- _What needs to be done_: Please return each line below that contains the string "blond", copied unchanged, and treat case as significant.

- _Provided information_:
======
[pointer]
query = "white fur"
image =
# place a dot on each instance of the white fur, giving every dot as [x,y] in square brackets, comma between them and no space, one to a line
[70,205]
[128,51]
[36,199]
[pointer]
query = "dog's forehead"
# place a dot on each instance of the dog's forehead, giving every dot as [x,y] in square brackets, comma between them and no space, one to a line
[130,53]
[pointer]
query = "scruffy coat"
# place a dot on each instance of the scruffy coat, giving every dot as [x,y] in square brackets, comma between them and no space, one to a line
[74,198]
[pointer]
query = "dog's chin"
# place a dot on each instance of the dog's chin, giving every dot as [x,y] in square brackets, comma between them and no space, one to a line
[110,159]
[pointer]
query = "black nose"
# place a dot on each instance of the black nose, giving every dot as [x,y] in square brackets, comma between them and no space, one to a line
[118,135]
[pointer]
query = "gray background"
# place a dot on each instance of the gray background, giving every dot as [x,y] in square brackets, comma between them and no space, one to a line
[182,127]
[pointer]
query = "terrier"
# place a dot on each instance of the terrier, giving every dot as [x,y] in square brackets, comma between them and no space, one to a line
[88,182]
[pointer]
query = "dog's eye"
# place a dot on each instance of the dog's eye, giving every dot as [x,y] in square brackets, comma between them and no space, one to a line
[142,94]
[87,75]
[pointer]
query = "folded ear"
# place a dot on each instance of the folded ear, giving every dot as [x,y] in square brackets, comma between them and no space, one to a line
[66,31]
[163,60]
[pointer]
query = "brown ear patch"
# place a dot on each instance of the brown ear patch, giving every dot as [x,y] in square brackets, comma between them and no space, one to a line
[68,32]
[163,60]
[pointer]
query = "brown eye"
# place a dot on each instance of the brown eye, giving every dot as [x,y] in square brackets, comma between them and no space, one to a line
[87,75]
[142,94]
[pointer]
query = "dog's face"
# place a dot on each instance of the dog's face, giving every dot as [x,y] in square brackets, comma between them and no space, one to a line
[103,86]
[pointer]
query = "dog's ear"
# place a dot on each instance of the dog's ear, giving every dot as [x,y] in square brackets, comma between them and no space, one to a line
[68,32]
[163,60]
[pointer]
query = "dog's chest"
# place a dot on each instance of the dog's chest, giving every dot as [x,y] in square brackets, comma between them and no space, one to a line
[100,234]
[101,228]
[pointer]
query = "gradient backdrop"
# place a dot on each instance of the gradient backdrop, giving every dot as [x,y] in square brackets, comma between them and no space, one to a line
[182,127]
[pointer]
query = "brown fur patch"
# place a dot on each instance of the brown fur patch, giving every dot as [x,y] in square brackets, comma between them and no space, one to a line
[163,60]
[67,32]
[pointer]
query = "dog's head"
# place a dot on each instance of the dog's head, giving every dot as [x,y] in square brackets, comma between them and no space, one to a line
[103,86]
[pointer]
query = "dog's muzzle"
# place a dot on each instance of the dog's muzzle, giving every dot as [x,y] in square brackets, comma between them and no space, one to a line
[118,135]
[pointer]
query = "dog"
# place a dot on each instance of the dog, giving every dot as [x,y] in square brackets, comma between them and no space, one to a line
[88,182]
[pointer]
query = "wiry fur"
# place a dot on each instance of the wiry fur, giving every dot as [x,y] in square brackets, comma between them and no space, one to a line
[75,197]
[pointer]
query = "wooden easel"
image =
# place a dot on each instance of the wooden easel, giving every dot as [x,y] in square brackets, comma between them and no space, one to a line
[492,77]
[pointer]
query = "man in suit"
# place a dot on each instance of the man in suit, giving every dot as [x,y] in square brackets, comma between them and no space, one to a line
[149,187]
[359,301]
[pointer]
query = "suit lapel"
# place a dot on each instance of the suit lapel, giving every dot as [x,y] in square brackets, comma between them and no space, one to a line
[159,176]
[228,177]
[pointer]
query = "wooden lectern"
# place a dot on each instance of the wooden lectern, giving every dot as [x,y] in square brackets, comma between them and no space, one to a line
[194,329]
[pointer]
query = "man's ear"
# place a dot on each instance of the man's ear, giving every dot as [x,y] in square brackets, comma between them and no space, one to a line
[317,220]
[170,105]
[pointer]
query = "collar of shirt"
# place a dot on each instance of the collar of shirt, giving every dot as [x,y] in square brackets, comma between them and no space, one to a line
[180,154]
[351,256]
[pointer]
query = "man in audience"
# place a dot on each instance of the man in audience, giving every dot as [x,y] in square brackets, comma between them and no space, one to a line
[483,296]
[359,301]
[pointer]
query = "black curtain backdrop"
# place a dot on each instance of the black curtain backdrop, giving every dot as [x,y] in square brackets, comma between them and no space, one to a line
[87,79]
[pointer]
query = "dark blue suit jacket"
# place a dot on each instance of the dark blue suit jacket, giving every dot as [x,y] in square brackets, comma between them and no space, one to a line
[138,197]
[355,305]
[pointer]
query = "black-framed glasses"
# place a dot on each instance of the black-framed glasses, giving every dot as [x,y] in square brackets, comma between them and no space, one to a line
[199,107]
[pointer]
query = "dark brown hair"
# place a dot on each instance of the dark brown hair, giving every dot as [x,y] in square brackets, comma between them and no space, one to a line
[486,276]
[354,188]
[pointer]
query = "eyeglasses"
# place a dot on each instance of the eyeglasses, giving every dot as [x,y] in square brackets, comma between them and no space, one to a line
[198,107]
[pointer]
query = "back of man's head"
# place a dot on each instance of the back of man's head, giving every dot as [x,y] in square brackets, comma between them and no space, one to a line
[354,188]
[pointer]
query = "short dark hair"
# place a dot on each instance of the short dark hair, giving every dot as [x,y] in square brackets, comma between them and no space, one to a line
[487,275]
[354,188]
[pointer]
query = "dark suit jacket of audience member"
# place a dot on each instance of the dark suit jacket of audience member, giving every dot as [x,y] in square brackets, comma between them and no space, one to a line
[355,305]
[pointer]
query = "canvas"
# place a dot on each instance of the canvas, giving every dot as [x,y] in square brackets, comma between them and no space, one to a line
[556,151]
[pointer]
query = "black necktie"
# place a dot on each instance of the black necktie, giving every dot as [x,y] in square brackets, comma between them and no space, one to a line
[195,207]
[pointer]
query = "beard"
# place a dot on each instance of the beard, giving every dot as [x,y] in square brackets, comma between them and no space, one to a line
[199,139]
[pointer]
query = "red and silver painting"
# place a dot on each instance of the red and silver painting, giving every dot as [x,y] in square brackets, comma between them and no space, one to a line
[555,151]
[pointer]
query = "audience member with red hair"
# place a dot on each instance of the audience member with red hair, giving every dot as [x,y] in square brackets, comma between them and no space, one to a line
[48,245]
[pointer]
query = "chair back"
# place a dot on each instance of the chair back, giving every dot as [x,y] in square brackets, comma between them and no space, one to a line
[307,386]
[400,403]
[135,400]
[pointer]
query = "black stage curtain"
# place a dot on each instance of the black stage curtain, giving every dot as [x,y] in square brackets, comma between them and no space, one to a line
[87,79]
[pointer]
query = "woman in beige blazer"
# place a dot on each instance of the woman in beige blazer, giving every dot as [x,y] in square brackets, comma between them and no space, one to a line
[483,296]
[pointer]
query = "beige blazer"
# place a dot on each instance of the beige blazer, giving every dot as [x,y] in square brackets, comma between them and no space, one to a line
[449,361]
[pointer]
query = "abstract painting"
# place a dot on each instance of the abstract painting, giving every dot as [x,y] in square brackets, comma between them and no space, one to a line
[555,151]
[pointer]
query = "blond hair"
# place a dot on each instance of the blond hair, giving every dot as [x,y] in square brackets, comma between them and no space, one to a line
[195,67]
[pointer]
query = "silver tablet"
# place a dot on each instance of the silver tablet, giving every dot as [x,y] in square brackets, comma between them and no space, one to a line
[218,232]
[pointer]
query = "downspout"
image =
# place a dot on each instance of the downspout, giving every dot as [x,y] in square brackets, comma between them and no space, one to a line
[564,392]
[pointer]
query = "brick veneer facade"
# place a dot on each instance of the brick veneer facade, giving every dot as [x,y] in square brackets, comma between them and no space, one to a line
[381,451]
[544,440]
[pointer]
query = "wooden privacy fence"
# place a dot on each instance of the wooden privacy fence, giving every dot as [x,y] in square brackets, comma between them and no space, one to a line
======
- _Worked answer_:
query = "blond hair"
# place a dot on each instance of the blond hair, giving every dot as [x,y] in square brackets, comma between them and no space, one to a line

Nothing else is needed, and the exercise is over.